## start Available records

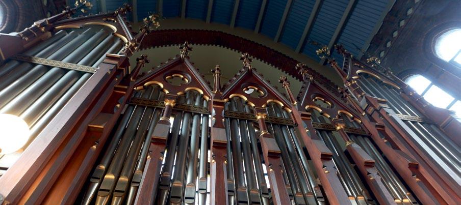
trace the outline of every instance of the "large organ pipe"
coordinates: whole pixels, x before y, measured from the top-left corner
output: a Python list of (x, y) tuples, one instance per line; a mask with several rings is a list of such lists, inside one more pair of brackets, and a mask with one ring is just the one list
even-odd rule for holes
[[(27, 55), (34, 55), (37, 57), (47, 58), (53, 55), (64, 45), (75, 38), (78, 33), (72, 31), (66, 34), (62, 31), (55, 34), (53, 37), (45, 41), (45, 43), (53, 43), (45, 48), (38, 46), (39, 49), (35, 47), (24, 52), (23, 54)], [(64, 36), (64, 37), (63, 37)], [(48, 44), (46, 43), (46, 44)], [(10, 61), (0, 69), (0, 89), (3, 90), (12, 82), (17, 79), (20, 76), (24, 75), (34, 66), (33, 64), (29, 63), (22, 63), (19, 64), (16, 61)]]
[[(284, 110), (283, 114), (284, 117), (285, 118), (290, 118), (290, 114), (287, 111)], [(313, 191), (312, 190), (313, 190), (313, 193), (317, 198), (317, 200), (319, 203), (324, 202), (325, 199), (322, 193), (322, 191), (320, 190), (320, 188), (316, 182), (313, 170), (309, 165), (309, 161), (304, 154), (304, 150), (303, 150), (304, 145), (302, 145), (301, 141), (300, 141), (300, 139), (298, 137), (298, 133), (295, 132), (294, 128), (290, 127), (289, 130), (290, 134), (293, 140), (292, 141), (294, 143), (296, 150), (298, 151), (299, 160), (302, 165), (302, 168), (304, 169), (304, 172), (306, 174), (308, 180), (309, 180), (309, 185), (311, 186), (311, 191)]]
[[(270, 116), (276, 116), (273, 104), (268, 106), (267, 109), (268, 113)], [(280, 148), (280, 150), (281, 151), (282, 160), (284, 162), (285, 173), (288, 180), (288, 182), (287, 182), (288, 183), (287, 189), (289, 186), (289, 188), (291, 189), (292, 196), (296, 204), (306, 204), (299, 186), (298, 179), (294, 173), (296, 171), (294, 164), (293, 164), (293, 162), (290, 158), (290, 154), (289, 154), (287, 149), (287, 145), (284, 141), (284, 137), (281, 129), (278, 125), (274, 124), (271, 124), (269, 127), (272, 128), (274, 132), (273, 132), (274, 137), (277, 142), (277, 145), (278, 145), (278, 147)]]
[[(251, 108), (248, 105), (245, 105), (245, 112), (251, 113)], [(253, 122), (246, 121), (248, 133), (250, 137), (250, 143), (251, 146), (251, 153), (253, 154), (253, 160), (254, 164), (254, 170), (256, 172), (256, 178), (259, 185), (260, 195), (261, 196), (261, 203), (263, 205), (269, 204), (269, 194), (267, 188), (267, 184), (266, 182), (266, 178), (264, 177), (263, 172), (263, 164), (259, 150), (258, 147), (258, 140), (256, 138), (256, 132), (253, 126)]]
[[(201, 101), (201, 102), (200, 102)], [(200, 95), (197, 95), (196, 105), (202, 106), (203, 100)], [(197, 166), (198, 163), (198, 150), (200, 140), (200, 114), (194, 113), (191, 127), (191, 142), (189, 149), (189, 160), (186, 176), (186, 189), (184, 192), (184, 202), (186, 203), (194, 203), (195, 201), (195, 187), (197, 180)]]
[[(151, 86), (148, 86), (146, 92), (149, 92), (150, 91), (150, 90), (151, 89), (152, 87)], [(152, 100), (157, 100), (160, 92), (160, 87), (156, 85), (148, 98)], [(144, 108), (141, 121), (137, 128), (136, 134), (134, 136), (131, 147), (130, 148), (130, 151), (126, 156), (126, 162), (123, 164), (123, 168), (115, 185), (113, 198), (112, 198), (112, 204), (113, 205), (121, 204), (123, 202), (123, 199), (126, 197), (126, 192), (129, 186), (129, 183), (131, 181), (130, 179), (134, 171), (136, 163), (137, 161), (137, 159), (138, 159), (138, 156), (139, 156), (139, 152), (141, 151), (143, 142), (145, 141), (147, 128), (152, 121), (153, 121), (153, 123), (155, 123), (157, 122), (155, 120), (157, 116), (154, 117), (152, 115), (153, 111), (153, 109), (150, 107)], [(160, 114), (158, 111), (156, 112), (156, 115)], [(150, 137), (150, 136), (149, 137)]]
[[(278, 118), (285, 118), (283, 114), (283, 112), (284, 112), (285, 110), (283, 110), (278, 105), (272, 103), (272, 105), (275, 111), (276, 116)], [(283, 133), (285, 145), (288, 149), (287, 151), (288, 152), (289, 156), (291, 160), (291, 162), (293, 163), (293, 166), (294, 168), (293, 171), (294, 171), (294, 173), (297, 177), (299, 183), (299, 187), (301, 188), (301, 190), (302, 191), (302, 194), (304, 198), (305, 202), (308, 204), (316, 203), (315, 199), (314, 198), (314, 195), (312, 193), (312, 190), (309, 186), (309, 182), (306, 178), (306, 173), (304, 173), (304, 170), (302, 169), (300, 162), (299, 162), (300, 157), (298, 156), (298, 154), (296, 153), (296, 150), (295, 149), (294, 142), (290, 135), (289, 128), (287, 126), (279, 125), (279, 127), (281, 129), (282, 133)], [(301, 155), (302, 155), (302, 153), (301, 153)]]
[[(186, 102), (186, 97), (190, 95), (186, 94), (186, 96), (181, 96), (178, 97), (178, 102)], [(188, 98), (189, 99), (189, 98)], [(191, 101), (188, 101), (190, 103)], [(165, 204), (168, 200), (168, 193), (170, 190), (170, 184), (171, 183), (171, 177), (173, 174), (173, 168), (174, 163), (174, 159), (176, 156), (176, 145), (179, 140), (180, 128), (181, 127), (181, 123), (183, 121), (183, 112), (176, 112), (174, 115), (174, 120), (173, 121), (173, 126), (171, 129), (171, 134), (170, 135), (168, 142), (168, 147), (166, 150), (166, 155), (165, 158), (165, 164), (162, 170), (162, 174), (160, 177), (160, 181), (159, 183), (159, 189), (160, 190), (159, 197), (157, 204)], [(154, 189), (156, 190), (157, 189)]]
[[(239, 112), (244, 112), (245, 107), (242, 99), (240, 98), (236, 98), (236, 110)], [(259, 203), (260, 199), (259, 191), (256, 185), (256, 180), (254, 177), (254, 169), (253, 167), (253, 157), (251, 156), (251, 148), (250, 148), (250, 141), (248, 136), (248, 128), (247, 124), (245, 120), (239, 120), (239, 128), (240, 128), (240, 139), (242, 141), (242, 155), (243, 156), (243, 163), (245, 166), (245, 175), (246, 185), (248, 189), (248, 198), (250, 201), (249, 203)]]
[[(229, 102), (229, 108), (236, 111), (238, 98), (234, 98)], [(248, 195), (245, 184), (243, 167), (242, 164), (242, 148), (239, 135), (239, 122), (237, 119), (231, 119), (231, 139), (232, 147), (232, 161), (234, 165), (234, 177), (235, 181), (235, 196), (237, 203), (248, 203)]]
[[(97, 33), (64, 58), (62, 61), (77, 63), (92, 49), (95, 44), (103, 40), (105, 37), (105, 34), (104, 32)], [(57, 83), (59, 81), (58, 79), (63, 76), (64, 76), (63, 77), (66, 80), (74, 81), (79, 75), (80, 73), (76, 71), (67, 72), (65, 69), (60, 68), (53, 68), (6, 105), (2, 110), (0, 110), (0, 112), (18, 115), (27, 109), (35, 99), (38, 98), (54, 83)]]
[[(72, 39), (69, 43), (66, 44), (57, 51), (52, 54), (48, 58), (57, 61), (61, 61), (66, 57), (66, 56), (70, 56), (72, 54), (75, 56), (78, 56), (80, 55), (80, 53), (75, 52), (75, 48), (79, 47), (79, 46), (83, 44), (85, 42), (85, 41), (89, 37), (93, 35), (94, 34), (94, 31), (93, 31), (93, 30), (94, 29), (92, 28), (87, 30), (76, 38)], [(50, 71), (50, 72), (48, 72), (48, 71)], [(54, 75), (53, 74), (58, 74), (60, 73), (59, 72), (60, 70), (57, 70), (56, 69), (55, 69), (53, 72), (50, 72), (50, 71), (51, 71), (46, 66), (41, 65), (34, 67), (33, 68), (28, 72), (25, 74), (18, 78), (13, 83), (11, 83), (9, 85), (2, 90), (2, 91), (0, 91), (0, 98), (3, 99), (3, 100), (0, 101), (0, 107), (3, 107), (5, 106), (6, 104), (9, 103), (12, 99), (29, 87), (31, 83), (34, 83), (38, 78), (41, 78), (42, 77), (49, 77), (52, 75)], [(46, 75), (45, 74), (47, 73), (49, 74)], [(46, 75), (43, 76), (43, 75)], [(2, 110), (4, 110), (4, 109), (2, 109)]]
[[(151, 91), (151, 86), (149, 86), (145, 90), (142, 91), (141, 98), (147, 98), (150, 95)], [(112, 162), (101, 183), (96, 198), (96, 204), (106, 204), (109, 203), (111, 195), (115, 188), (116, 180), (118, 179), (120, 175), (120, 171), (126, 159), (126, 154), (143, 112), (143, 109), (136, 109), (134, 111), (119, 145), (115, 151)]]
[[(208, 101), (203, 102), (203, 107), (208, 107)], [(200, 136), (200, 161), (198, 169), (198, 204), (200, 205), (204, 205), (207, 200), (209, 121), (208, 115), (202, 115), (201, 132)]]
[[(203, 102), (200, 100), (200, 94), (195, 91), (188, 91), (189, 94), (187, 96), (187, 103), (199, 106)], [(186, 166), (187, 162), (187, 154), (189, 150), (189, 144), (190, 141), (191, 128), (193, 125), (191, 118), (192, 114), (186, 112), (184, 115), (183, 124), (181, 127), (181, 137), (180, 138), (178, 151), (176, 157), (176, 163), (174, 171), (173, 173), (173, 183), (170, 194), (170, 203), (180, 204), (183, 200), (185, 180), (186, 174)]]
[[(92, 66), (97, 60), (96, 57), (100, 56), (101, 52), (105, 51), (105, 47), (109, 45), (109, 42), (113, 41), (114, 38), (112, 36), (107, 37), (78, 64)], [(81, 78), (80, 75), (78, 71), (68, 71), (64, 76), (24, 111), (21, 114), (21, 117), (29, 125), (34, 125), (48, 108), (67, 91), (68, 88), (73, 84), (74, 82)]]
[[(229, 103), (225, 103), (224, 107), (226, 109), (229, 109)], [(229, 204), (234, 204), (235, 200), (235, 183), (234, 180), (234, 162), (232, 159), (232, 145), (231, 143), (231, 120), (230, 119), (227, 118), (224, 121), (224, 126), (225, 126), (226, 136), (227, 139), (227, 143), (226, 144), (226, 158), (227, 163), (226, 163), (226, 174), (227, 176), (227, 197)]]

## end Available records

▶ _What needs to be done_:
Please put the part of the entries that opens at their very start and closes with the line containing "186), (311, 191)]]" into a Markdown table with the columns Row and Line, one numbered row per line. Skip blank lines and leave the pictures out.

▶ _Answer for the task_:
| Row | Line |
|---|---|
| 1 | trace the outline of every instance of the "large organ pipe" |
| 2 | coordinates: whole pixels, x before y, measured from the top-left corner |
| 3 | output: a Python list of (x, y) tuples, one instance per line; a mask with several rings is a list of such lists, inside one more pair of brackets, and a mask with one ring is just the one list |
| 4 | even-odd rule for holes |
| 5 | [[(27, 55), (34, 55), (37, 57), (47, 58), (53, 55), (64, 45), (75, 38), (78, 33), (72, 31), (66, 34), (62, 31), (55, 34), (53, 37), (45, 41), (45, 43), (53, 43), (45, 48), (38, 46), (39, 49), (35, 47), (24, 52), (23, 54)], [(64, 36), (64, 37), (63, 37)], [(48, 44), (46, 43), (46, 44)], [(10, 61), (0, 69), (0, 89), (3, 90), (12, 82), (17, 79), (20, 76), (24, 75), (34, 66), (33, 64), (29, 63), (22, 63), (19, 64), (16, 61)]] |
| 6 | [[(284, 110), (283, 114), (284, 117), (285, 118), (290, 118), (290, 114), (287, 111)], [(313, 191), (312, 190), (313, 190), (313, 193), (317, 198), (317, 200), (319, 203), (324, 202), (325, 199), (322, 193), (322, 191), (320, 190), (320, 188), (316, 182), (313, 170), (309, 165), (309, 161), (304, 154), (304, 150), (303, 150), (304, 145), (302, 145), (301, 141), (300, 141), (300, 139), (298, 137), (298, 133), (295, 132), (294, 128), (290, 127), (289, 130), (290, 134), (293, 140), (292, 141), (294, 143), (296, 150), (298, 151), (299, 160), (302, 165), (302, 168), (304, 169), (304, 172), (306, 174), (308, 180), (309, 180), (309, 185), (311, 186), (311, 191)]] |